**Texte présenté:**
Depuis l’annonce initiale, en 2004, par Philippe Couillard, alors ministre de la Santé, les coûts ont bondi. Québec devait verser 200 millions pour ce projet totalisant 420 millions. Une contribution fédérale de 120 millions était attendue ; elle n’est pas venue.

Dix ans plus tard, le Plan québécois des infrastructures prévoit maintenant un coût total de 939,6 millions, ce qui inclut les taxes et les espaces autofinancés. La facture a grimpé de 370 % !

Le projet a évolué et pris de l’ampleur, au point d’être très différent de celui présenté à l’époque, en marge de l’annonce de la construction des nouveaux CHUM et CUSM.

Le CHU Sainte-Justine aura un nouveau bâtiment de sept étages regroupant les unités spécialisées, un stationnement souterrain de 1200 emplacements, un centre de recherche plus imposant, l’édifice principal sera rénové et toutes les chambres seront individuelles (sauf quelques-unes en néonatalogie, réservées aux jumeaux).

**Consigne:** Transcrivez tel quel le passage du texte sur les coûts du projet du CHU Sainte-Justine, depuis « Depuis l’annonce initiale, en » jusqu'à « n’est pas venue. » inclus.

**Segment de données:**
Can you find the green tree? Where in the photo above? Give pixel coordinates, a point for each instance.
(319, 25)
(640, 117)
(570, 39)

**Réponse à l'exercice:**
Depuis l’annonce initiale, en 2004, par Philippe Couillard, alors ministre de la Santé, les coûts ont bondi. Québec devait verser 200 millions pour ce projet totalisant 420 millions. Une contribution fédérale de 120 millions était attendue ; elle n’est pas venue.